--- start of RECORD EXCERPTS ---
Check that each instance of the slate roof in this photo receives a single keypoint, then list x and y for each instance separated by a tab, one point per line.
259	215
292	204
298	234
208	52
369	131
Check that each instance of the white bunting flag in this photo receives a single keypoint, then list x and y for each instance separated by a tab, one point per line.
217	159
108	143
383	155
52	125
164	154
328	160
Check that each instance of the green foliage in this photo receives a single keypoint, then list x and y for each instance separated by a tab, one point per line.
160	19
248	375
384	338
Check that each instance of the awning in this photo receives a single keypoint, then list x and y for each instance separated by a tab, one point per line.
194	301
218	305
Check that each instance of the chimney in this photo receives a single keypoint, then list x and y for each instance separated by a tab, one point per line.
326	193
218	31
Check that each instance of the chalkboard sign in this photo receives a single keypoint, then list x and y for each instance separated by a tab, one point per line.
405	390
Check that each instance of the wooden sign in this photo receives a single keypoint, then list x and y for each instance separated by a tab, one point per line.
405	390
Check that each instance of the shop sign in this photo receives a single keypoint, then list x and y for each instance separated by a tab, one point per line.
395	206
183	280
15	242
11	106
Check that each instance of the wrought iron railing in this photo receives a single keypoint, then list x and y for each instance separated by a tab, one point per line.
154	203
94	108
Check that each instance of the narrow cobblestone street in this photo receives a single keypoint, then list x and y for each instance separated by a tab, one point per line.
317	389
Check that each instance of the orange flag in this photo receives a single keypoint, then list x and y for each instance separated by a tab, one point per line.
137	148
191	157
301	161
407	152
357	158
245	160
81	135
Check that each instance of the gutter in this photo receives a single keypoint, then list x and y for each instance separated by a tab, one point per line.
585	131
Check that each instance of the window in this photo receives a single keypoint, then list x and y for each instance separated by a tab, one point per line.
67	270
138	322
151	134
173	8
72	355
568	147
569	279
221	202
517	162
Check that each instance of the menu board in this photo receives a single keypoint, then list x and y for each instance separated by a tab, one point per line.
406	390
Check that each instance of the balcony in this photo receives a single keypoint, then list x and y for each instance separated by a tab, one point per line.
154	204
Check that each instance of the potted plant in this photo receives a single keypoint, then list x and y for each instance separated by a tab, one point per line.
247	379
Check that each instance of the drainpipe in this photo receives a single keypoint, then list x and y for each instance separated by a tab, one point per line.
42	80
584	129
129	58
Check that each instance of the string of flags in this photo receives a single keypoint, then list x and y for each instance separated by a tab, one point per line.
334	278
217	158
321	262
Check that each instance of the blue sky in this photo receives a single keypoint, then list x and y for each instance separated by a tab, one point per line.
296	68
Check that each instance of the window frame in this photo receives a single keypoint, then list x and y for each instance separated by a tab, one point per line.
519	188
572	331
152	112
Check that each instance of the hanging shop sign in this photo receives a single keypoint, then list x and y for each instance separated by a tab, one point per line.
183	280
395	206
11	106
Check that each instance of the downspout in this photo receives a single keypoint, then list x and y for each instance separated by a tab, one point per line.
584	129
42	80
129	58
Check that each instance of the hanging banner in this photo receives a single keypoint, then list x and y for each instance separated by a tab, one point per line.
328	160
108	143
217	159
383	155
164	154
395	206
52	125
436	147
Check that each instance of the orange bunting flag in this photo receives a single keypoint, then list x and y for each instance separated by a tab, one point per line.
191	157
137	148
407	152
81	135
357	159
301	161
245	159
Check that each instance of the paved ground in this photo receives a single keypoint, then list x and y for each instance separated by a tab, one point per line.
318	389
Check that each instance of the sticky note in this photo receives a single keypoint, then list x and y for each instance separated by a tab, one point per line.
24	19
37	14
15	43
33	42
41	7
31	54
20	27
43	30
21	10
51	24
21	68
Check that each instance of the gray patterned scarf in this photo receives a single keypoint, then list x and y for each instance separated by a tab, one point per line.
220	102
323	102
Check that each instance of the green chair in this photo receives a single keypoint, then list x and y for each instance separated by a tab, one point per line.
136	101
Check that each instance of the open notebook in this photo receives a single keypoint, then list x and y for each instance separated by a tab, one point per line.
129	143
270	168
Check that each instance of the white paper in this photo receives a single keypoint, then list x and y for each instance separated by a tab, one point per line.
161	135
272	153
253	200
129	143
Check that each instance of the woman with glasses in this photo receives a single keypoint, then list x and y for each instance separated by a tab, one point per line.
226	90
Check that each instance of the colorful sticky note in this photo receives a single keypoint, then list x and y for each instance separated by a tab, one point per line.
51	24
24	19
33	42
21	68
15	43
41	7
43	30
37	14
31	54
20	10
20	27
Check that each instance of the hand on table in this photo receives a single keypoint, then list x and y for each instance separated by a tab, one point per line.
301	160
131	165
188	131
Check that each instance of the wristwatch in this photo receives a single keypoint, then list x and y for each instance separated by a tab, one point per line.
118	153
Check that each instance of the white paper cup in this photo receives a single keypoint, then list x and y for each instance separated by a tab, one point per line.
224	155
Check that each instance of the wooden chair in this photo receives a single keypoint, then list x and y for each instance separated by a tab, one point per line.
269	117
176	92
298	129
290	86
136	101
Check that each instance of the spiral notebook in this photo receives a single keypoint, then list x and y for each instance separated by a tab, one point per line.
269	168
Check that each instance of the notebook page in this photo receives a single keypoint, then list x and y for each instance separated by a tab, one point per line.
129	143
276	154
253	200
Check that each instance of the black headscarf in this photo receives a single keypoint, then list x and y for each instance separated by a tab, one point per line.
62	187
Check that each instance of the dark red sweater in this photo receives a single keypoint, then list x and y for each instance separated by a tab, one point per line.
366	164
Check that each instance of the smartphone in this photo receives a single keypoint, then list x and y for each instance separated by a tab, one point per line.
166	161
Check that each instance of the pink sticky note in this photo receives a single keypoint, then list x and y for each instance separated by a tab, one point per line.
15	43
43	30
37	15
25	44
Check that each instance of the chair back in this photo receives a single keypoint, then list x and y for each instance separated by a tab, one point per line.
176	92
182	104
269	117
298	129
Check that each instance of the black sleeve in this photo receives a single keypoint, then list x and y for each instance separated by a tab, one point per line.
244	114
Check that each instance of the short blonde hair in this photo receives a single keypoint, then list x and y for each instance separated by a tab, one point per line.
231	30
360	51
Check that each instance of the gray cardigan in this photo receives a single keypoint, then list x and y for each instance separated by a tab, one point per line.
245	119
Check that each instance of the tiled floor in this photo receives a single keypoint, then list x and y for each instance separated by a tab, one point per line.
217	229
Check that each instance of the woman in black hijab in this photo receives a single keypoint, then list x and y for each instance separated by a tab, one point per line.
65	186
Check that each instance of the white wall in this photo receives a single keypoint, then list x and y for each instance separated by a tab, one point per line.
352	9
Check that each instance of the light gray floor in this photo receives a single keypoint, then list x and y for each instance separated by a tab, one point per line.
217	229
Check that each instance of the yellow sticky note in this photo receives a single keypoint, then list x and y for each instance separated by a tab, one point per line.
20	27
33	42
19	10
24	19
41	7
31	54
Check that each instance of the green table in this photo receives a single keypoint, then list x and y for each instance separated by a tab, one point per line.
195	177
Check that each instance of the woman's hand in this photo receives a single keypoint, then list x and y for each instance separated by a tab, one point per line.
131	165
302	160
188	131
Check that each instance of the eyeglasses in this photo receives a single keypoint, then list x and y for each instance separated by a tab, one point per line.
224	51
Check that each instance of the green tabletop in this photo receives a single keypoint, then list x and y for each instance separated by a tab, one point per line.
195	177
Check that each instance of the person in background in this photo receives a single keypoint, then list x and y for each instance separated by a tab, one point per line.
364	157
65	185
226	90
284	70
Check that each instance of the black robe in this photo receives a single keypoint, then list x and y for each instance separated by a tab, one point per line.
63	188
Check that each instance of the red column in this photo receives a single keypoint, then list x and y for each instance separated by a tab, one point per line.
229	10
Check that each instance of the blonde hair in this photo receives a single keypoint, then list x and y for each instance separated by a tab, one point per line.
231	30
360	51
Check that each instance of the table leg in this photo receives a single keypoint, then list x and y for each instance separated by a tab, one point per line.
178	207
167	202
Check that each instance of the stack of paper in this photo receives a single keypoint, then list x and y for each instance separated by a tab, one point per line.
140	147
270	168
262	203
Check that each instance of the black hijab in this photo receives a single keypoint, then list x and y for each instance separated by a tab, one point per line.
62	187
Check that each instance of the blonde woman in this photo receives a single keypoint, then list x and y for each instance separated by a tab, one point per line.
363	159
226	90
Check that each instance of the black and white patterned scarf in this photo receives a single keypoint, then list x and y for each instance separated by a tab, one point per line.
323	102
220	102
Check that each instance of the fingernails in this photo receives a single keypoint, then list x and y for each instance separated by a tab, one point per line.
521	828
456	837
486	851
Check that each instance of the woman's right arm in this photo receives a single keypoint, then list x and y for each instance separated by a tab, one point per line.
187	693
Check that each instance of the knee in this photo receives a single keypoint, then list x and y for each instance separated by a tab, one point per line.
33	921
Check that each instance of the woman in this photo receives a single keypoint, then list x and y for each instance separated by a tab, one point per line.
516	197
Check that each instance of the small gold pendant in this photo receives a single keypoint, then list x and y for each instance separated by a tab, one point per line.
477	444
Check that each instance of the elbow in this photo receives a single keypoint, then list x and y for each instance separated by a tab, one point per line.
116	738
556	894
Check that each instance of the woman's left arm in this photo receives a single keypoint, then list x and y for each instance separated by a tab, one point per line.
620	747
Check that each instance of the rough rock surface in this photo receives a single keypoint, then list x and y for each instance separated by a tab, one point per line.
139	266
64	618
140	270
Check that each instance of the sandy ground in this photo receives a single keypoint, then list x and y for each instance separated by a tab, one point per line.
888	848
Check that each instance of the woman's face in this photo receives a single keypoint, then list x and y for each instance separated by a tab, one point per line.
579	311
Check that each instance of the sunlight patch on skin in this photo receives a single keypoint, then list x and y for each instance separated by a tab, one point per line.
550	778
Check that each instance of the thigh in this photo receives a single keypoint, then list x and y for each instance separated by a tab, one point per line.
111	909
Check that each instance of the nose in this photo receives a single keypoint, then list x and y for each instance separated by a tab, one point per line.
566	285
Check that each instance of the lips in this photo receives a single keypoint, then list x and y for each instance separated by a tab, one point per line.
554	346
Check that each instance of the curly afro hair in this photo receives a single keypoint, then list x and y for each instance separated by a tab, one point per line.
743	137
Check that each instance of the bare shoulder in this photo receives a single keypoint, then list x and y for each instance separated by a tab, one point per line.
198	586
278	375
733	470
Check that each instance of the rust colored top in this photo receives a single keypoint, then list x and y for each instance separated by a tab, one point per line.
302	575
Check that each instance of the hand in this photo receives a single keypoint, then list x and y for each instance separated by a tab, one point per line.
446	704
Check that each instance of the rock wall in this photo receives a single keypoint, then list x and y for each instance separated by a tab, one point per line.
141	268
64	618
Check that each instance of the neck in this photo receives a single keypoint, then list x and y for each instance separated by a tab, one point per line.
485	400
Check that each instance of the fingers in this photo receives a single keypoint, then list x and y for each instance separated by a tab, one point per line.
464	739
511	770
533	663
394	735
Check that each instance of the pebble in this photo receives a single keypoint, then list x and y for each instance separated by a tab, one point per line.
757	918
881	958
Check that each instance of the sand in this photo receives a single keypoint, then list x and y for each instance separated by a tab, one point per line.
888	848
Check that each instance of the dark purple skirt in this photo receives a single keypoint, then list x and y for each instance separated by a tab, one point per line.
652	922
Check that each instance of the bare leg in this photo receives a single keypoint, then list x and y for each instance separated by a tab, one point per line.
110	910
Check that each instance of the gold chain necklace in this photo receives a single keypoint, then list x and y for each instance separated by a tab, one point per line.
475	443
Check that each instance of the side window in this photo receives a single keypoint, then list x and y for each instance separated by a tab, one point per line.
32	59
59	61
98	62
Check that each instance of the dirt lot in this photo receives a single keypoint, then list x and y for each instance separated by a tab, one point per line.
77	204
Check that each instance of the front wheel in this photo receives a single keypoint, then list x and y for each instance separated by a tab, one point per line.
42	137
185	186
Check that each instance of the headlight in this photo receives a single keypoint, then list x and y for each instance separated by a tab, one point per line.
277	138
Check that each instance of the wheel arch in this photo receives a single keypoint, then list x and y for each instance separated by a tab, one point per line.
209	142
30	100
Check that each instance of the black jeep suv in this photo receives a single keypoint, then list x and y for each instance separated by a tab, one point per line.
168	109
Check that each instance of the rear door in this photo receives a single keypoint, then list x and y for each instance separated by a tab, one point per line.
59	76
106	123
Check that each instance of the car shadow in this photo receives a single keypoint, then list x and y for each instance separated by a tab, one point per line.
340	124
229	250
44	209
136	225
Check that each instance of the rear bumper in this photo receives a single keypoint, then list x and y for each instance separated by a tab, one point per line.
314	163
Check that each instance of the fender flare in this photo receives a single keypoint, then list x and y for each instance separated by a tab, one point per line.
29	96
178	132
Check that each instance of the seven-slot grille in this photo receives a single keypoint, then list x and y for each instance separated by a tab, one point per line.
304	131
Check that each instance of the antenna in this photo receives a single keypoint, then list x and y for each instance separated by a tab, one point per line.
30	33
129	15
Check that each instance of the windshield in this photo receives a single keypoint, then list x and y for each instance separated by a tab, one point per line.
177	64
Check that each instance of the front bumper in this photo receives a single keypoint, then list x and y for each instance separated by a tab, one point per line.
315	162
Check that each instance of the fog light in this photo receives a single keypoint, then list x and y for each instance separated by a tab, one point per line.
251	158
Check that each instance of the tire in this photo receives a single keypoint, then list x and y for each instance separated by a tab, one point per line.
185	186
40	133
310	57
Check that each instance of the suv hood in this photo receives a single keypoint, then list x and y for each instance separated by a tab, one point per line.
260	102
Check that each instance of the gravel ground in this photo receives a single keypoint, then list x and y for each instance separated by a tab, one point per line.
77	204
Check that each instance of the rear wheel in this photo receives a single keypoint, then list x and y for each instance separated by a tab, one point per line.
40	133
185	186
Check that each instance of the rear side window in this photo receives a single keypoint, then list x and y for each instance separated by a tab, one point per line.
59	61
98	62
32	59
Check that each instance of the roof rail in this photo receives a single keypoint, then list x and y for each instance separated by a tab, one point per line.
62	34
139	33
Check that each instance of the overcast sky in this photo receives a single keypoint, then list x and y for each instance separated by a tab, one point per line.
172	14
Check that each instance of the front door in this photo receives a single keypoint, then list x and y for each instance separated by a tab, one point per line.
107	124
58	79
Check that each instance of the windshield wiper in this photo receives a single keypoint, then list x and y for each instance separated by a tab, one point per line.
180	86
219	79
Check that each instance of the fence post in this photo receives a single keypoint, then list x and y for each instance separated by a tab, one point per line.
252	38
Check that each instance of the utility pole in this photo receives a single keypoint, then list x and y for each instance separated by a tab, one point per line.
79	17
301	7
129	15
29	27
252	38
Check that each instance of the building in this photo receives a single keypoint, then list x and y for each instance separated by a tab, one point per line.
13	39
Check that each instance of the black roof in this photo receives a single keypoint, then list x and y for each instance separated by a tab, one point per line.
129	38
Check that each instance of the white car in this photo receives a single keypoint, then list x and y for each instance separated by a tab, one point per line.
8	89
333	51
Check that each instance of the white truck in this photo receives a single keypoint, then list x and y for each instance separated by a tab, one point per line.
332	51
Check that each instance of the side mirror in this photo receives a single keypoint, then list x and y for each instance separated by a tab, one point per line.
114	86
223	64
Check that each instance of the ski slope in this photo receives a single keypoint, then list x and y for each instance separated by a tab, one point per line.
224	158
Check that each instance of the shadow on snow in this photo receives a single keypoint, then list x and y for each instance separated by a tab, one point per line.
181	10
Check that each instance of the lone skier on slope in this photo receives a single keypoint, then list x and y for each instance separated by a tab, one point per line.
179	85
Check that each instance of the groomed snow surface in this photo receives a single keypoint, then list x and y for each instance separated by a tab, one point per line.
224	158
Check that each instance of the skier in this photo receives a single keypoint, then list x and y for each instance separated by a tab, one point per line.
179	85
--- end of RECORD EXCERPTS ---
THE PROBLEM => Give the stretch from the line containing "Check that each instance of the shadow" through the end of the records as a Markdown table with the columns Row and Line. Number each row and leave out blank lines.

SOLUTION FOR THIS EXERCISE =>
| Row | Line |
|---|---|
| 1 | Check that each instance of the shadow on snow in this photo receives a single keypoint, then list x and y for each instance separated by a tab, one point per line. |
| 2 | 181	10 |
| 3 | Check that each instance of the lone skier on slope in this photo receives a single keypoint, then list x and y for each instance separated by a tab, one point per line. |
| 4 | 179	85 |
| 5 | Check that each instance of the groomed snow surface in this photo receives a single keypoint, then list x and y for each instance separated by a tab, one point per line. |
| 6 | 224	158 |
| 7 | Check that each instance of the skier in this photo receives a single keypoint, then list x and y for each instance separated by a tab, one point per line. |
| 8 | 179	85 |